# EXERCISE DIRECTIONS
Below are records; count the lines in them that hold "doorway" and give only the count.

---------- PROVIDED ENTRIES ----------

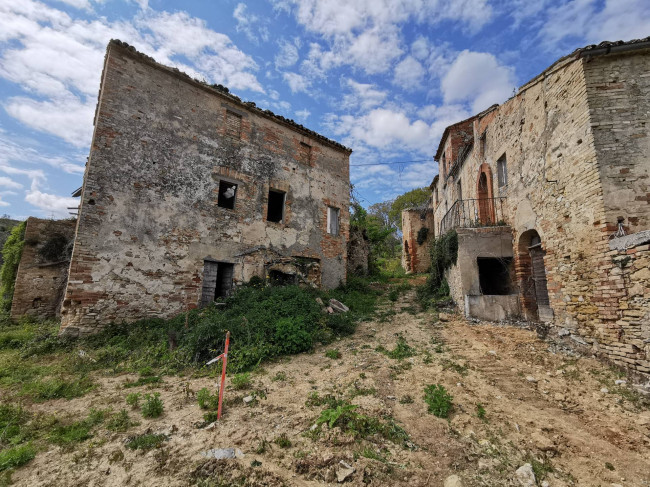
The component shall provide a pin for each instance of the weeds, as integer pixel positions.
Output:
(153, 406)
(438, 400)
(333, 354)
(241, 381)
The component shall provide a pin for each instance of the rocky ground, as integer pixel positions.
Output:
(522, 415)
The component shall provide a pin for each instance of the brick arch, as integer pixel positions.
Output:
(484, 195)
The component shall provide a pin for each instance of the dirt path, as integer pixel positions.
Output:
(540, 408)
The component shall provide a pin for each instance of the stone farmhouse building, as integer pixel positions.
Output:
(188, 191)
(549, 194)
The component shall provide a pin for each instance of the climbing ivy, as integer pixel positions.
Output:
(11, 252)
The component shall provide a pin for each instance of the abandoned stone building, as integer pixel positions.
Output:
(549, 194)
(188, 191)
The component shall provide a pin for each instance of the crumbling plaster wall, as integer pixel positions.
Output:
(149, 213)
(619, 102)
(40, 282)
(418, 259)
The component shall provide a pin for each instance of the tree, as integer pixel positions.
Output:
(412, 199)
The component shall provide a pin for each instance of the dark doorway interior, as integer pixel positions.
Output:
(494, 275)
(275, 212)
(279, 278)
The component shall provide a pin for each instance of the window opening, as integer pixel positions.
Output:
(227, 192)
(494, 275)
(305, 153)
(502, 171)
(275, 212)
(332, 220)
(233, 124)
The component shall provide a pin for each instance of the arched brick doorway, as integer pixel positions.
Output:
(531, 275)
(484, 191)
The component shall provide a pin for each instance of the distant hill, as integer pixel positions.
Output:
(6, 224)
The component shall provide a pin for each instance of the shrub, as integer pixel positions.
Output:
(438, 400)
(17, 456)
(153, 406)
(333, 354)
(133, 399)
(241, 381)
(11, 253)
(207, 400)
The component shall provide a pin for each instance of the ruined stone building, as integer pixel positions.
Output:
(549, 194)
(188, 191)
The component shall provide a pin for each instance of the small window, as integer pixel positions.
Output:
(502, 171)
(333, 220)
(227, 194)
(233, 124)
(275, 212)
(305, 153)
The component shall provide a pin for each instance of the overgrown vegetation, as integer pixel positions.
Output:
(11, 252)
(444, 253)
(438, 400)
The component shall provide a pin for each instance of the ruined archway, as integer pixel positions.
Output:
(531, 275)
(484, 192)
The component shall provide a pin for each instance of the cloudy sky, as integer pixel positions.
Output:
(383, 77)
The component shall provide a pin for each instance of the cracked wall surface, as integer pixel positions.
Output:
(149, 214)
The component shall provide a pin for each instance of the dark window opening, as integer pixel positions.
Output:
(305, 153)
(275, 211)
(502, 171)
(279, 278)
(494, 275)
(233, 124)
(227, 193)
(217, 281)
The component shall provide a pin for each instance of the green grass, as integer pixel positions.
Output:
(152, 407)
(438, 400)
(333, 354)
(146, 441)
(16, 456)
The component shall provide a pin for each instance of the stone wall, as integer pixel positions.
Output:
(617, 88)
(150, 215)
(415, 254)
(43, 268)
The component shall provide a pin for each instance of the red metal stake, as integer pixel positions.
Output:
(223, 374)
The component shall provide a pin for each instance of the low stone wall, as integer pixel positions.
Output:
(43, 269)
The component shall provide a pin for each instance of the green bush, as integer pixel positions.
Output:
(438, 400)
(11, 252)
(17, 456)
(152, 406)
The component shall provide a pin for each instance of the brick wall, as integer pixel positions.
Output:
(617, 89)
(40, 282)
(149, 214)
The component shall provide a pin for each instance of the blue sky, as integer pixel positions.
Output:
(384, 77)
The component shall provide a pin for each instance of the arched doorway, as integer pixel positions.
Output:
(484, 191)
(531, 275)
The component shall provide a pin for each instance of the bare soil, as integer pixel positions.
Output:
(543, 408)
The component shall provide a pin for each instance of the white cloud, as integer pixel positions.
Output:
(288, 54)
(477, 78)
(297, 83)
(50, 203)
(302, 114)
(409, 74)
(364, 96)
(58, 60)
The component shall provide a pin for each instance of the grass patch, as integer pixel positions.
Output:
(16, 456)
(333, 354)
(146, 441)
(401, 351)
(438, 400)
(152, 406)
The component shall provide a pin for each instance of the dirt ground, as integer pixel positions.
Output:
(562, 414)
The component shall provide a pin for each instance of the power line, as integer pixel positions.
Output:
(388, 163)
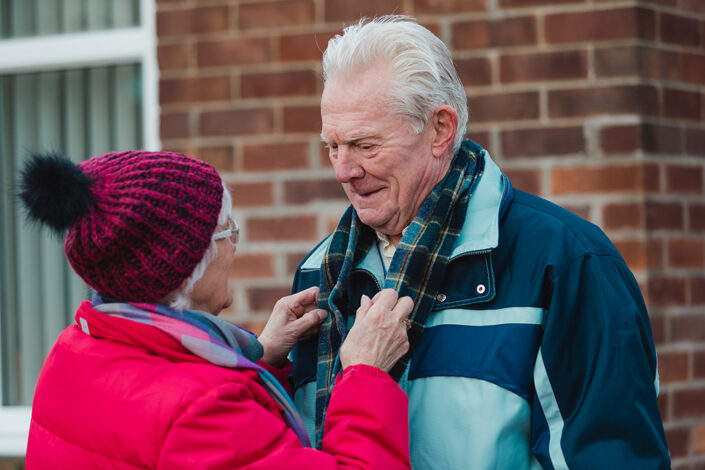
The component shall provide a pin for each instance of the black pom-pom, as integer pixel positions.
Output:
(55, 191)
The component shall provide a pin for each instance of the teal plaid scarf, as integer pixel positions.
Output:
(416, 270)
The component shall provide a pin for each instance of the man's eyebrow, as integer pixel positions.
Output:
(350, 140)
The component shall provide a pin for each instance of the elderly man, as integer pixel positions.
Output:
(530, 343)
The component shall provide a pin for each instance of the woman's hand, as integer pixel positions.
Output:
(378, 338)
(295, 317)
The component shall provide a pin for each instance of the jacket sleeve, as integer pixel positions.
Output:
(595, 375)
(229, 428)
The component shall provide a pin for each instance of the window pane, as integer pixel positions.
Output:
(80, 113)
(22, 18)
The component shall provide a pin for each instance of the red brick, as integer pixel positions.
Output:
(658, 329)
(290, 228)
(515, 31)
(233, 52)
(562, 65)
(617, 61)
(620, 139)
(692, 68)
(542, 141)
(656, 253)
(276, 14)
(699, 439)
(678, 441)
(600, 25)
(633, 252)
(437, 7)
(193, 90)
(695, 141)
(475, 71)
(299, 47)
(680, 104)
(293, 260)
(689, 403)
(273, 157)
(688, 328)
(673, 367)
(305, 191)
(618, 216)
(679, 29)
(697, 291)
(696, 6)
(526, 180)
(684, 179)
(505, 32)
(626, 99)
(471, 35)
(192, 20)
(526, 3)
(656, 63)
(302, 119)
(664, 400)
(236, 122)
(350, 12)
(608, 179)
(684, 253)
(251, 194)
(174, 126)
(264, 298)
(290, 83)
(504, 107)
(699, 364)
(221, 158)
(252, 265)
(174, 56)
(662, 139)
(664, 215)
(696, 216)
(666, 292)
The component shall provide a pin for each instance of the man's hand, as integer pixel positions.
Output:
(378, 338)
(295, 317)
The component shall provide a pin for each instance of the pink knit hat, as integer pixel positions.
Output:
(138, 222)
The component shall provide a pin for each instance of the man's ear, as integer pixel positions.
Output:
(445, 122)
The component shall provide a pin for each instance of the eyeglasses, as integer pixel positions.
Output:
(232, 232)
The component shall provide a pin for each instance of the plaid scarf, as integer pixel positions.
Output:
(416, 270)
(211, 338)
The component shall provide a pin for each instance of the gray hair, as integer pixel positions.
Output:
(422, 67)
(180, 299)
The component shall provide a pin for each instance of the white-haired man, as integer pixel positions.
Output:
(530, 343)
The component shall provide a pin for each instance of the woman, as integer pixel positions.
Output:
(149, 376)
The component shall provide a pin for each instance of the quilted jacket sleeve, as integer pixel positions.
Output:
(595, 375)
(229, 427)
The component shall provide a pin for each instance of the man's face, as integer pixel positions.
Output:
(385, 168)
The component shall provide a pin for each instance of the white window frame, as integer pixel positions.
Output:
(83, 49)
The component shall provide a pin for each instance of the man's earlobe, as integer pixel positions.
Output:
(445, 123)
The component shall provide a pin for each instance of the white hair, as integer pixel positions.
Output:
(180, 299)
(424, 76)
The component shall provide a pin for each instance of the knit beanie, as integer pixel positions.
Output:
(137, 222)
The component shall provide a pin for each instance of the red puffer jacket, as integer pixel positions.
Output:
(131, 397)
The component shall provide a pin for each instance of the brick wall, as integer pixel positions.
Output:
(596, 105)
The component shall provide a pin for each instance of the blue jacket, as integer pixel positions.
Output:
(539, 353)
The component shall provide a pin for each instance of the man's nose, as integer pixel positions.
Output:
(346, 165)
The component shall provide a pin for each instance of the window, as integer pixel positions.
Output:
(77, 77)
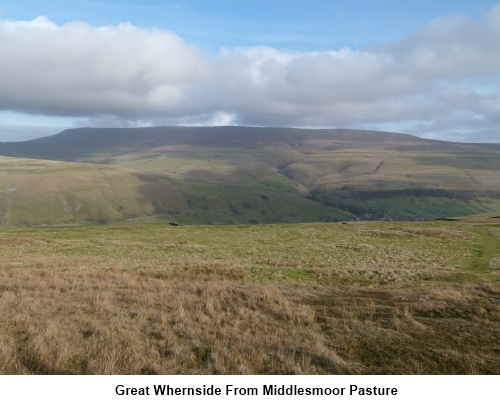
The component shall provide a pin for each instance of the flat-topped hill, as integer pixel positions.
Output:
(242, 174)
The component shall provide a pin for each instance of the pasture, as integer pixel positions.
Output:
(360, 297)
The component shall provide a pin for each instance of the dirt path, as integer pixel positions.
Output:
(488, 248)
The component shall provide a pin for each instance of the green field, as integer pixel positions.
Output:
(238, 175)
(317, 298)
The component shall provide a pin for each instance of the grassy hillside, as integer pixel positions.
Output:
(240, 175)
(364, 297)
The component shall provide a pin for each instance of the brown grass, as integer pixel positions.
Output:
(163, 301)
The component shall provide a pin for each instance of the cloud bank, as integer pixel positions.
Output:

----------
---------- PROVIDED ENTRIES ----------

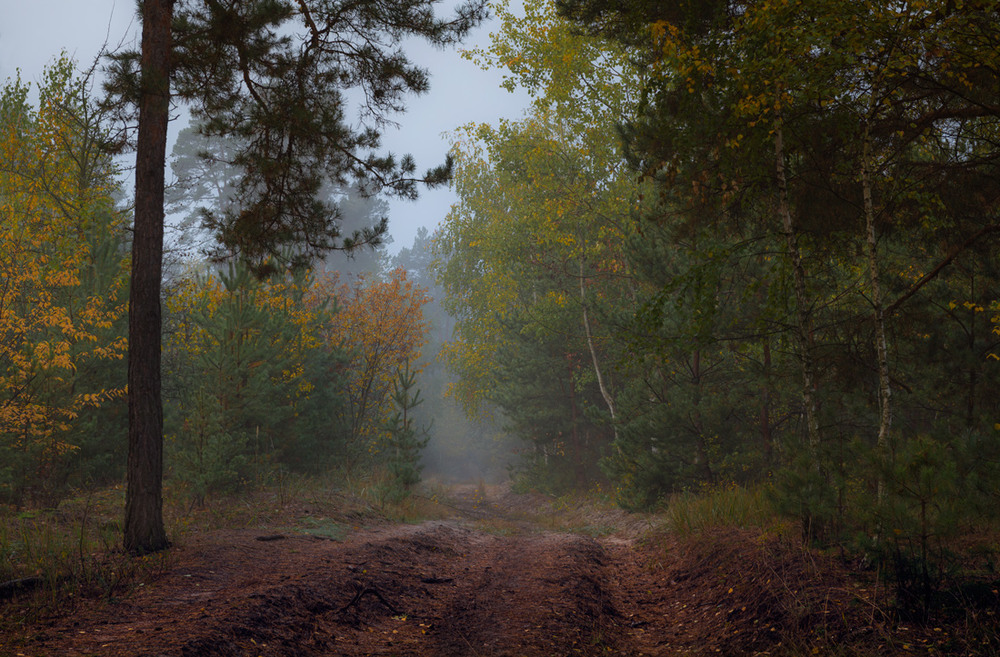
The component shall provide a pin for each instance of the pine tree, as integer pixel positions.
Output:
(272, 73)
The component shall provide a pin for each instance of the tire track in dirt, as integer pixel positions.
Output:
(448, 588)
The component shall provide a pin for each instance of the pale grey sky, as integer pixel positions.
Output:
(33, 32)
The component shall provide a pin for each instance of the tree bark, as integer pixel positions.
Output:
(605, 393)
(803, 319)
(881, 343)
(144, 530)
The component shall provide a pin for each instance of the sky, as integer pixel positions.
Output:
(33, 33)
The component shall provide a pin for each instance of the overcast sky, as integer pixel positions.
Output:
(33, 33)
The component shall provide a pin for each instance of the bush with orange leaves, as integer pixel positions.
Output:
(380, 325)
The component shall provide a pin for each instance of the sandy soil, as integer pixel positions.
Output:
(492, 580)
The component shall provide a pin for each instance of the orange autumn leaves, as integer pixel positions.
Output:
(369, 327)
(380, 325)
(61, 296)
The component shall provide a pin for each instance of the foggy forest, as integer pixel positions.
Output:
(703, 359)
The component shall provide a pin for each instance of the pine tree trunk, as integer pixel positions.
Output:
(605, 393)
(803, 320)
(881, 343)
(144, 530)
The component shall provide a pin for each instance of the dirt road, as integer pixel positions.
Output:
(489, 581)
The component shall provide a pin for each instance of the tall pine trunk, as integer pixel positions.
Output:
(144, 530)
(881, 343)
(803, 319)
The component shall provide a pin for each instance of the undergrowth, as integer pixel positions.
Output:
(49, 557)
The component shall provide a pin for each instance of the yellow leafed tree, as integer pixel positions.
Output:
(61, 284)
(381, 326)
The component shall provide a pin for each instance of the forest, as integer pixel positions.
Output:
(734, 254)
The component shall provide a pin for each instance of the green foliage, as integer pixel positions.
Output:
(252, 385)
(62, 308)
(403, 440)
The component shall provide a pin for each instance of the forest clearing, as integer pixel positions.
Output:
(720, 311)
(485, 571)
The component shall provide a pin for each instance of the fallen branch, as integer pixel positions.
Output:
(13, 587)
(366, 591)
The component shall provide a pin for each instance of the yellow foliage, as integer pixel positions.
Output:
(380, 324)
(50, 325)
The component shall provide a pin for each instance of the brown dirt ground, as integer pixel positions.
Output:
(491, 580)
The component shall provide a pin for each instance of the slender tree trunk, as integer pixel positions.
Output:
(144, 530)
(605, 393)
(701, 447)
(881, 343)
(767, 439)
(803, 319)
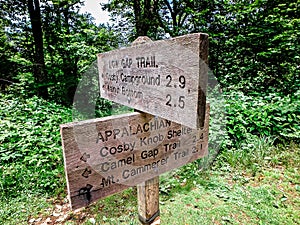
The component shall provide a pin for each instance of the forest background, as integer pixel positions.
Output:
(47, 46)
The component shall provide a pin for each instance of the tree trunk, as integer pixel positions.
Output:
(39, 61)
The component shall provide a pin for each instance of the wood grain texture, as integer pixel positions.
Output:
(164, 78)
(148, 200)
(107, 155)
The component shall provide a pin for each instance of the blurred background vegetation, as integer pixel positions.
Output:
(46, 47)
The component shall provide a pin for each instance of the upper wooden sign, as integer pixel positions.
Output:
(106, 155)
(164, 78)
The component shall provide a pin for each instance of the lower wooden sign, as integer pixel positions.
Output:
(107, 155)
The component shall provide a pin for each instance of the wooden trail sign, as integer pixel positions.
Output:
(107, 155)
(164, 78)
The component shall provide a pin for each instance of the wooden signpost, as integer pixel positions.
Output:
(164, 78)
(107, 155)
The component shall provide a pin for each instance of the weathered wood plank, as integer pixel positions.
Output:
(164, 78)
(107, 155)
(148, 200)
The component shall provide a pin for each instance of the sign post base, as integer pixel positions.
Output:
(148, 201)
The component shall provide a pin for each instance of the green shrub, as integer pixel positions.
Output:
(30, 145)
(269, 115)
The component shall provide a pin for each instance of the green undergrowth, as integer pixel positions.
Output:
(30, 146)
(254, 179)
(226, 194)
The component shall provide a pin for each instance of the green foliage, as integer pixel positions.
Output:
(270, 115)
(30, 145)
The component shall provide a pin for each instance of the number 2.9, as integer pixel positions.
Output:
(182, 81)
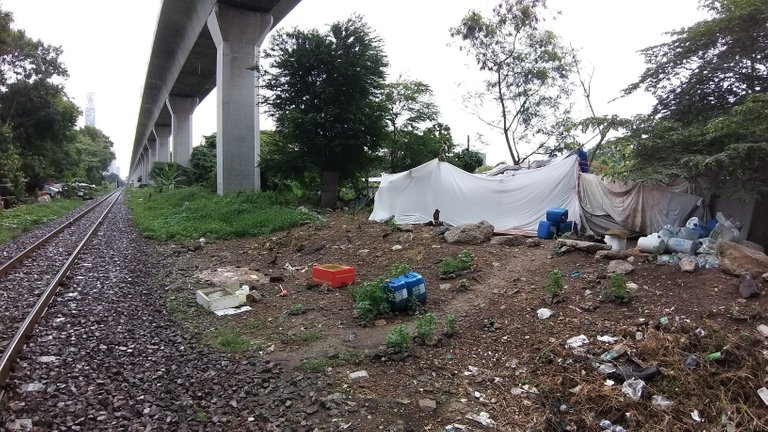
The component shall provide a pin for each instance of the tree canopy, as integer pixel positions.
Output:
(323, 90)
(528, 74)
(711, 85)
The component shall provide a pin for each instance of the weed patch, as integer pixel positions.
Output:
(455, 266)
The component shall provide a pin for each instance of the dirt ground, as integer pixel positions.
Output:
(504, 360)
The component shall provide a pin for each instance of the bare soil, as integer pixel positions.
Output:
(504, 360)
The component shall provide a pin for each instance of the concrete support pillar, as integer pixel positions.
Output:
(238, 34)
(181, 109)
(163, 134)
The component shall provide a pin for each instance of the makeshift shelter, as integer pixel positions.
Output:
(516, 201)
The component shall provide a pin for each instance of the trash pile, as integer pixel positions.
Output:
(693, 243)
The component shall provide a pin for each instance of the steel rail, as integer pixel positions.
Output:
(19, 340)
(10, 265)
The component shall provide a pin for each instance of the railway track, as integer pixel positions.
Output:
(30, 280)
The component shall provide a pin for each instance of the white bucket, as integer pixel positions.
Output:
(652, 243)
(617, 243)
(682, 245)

----------

# ANSWER TO THIS EXERCISE
3